PROMPT 1:
In the thread about R's CSV functions, what is the name of the new first column that appears in m1?

The problem is simple, consider the following example:
m <- head(iris)
write.csv(m, file = 'm.csv')
m1 <- read.csv('m.csv')
The result of this is that m1
is different from the original object m
in that it has a new first column named "X". If I really wanted to make them equal, I have to use additional arguments, like in these two examples:
write.csv(m, file = 'm.csv', row.names = FALSE)
# and then
m1 <- read.csv('m.csv')
or
write.csv(m, file = 'm.csv')
m1 <- read.csv('m.csv', row.names = 1)
The question is, what is the reason of this difference? in particular, why if write.csv
and read.csv
are supposedly intended to stick to the Excel convention, the don't import the same object that was exported in the first place? To me this is a very counter intuitive behavior and highly undesirable.
(this results happens exactly the same if I use the csv2 variants of these functions)
Thanks in advance!
These are the data.frames m
and m1
if you prefer not to use R to see the example:
> m
Sepal.Length Sepal.Width Petal.Length Petal.Width Species
1 5.1 3.5 1.4 0.2 setosa
2 4.9 3.0 1.4 0.2 setosa
3 4.7 3.2 1.3 0.2 setosa
4 4.6 3.1 1.5 0.2 setosa
5 5.0 3.6 1.4 0.2 setosa
6 5.4 3.9 1.7 0.4 setosa
> m1
X Sepal.Length Sepal.Width Petal.Length Petal.Width Species
1 1 5.1 3.5 1.4 0.2 setosa
2 2 4.9 3.0 1.4 0.2 setosa
3 3 4.7 3.2 1.3 0.2 setosa
4 4 4.6 3.1 1.5 0.2 setosa
5 5 5.0 3.6 1.4 0.2 setosa
6 6 5.4 3.9 1.7 0.4 setosa
Here's my guess...
write.table
writes a data.frame to a file and data.frames always have row names, so not writing row names by default would be throwing away information. (Yes,write.table
will also write a matrix and matrices don't have to have row names, but data.frames are probably used much more often than matrices.)read.table
returns a data.frame but CSV files don't have any concept of row names, so someone may argue that it's counter-intuitive to assume, by default, that the first column of a CSV is a row name.Now there may be a way to make these two functions consistent, but I would argue that writing to a text file isn't the best way to output/input data from one R session to another. It's much safer/faster to use
save
,load
,saveRDS
,readRDS
, etc.

PROMPT 2:
Repeat the records word for word, from their first line through the line that holds "column 337, row 296", both included.

INFORMATION PROVIDED:
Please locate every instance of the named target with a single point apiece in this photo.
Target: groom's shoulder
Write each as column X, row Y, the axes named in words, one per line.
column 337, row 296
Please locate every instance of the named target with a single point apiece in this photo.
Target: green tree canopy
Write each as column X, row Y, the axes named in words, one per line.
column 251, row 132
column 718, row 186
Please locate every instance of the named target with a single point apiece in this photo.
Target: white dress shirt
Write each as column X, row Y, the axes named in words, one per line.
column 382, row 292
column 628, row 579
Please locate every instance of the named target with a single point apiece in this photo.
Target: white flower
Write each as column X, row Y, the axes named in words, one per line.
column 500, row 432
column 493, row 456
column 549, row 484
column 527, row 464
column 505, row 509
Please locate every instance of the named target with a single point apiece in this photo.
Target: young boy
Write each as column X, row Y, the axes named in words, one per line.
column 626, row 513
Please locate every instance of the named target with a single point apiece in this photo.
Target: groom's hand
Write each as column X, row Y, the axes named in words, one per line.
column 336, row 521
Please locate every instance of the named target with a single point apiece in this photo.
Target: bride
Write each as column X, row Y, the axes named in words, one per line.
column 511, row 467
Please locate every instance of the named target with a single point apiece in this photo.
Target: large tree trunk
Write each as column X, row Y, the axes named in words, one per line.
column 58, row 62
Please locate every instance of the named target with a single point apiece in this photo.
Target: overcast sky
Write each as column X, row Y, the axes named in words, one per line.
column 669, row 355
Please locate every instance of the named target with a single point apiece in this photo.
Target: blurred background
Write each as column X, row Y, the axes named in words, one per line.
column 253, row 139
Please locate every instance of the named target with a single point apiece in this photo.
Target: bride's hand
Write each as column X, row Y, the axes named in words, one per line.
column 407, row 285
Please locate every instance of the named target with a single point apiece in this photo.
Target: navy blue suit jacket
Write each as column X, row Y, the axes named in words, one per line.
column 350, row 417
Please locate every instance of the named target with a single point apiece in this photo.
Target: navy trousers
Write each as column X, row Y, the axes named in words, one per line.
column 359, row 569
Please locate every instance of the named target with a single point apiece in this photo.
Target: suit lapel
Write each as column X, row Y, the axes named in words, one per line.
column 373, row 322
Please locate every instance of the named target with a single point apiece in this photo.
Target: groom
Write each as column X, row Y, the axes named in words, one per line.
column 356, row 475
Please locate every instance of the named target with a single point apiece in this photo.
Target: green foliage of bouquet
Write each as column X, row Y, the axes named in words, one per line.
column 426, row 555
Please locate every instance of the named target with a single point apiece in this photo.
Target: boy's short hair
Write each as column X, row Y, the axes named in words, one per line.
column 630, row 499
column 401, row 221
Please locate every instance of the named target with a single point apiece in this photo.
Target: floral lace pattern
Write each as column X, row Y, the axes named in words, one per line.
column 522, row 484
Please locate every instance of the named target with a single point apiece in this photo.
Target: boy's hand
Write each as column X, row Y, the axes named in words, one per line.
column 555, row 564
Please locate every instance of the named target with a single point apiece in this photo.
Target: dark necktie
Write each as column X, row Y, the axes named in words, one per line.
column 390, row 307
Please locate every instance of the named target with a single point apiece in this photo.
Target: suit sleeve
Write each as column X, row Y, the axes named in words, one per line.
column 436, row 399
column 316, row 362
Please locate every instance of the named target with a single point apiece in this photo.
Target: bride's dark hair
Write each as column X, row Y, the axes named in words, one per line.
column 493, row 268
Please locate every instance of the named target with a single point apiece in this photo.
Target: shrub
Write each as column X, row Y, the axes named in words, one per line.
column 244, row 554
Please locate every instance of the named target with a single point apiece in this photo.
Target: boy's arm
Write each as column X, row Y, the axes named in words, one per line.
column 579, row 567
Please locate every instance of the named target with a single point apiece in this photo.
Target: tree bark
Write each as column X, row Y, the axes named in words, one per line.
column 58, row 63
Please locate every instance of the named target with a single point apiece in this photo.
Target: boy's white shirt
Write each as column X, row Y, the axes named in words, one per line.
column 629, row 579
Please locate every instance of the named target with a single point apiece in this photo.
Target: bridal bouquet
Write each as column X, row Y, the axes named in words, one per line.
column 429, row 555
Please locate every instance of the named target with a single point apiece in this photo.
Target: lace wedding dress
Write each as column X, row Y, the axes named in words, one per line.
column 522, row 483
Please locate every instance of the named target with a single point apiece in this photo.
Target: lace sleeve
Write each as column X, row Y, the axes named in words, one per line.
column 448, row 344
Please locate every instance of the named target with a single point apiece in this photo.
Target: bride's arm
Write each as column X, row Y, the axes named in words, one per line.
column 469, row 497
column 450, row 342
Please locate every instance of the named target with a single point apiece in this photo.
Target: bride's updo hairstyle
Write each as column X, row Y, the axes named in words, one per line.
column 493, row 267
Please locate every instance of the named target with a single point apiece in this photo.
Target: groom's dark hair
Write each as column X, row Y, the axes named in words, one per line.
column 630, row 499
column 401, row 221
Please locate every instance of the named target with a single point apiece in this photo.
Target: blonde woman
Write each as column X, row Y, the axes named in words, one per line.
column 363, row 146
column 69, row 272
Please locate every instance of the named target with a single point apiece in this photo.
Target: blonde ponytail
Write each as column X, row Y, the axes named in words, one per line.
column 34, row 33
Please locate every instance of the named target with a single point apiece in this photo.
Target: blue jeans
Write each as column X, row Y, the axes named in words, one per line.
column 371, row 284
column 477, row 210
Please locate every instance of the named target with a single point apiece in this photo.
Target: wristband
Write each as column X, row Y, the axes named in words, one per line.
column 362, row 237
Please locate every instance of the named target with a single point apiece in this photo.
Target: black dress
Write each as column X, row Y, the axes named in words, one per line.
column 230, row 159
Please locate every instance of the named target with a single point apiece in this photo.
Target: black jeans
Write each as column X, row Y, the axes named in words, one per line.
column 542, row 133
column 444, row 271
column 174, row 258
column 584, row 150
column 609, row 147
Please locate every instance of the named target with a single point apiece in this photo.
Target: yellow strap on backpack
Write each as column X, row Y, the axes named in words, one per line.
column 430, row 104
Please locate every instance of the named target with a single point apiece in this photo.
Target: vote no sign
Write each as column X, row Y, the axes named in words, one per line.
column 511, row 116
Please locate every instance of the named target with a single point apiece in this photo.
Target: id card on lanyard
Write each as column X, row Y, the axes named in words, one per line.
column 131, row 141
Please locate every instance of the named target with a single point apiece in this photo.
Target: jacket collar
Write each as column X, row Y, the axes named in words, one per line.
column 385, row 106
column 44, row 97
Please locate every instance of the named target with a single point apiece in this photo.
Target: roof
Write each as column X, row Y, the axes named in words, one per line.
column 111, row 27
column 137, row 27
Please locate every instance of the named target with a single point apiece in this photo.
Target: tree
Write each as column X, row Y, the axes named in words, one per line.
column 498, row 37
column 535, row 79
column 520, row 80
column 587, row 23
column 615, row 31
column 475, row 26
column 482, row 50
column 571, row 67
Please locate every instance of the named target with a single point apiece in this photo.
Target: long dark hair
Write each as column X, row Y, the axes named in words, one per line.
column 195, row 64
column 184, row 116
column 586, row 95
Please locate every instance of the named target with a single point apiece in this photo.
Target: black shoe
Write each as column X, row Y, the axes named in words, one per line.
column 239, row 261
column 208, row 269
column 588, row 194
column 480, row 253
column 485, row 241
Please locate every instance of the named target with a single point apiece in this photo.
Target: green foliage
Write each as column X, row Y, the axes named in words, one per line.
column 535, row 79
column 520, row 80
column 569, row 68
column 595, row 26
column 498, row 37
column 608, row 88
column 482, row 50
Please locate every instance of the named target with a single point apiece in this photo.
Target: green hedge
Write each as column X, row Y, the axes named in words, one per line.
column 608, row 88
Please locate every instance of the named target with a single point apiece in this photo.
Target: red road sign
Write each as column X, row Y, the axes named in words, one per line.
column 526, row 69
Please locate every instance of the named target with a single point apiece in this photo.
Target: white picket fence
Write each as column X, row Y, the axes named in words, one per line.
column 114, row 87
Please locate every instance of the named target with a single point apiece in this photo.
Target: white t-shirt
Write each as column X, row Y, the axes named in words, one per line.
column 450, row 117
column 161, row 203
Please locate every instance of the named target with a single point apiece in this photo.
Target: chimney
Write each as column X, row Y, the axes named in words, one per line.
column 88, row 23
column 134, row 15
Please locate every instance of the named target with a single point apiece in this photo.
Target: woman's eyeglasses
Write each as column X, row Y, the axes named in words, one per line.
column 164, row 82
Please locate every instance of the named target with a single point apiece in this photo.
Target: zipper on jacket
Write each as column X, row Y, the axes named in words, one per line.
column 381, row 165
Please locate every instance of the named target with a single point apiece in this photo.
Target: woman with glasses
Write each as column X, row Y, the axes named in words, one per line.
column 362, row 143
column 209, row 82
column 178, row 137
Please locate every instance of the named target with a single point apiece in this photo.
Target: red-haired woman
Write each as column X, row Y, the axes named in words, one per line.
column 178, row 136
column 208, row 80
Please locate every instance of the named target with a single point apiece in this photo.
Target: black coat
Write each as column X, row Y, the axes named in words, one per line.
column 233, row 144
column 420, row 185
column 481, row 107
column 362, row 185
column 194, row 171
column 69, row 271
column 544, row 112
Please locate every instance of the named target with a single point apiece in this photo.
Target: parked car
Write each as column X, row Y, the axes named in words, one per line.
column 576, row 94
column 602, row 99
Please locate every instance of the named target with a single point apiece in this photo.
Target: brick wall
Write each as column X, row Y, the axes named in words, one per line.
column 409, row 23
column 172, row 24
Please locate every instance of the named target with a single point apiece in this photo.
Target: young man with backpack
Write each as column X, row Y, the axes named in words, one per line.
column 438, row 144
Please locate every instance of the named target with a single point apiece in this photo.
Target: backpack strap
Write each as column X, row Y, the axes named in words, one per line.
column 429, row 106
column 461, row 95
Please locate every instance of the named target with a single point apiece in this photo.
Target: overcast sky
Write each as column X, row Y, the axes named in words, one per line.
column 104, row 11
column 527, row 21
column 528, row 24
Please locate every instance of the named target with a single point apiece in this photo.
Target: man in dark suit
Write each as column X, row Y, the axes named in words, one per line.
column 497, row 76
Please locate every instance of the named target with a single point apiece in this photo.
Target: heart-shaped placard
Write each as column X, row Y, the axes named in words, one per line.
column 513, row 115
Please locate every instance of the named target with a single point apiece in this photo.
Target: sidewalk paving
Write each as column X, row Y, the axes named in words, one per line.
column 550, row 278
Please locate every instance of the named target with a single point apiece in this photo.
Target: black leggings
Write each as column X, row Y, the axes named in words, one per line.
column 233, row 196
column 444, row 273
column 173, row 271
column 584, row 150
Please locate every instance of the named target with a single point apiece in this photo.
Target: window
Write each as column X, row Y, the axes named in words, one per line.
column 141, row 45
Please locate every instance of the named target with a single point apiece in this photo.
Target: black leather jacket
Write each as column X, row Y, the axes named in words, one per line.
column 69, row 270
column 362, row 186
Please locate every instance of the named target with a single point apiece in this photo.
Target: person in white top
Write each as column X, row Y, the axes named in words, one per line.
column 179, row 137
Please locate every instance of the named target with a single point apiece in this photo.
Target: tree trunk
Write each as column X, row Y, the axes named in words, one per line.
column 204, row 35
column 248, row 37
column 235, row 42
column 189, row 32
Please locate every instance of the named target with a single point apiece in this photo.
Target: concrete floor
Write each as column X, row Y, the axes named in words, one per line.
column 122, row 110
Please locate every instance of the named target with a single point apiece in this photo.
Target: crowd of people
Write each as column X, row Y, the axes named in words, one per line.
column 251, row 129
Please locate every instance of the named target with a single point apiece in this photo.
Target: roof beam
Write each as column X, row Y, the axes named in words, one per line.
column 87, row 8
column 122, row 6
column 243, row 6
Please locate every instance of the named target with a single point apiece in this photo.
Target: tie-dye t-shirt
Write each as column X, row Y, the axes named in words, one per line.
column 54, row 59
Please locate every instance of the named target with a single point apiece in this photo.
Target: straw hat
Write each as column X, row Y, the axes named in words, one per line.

CORRECT OUTPUT 1:
X

CORRECT OUTPUT 2:
Please locate every instance of the named target with a single point apiece in this photo.
Target: groom's shoulder
Write each as column X, row Y, the axes named in words, one per line.
column 337, row 296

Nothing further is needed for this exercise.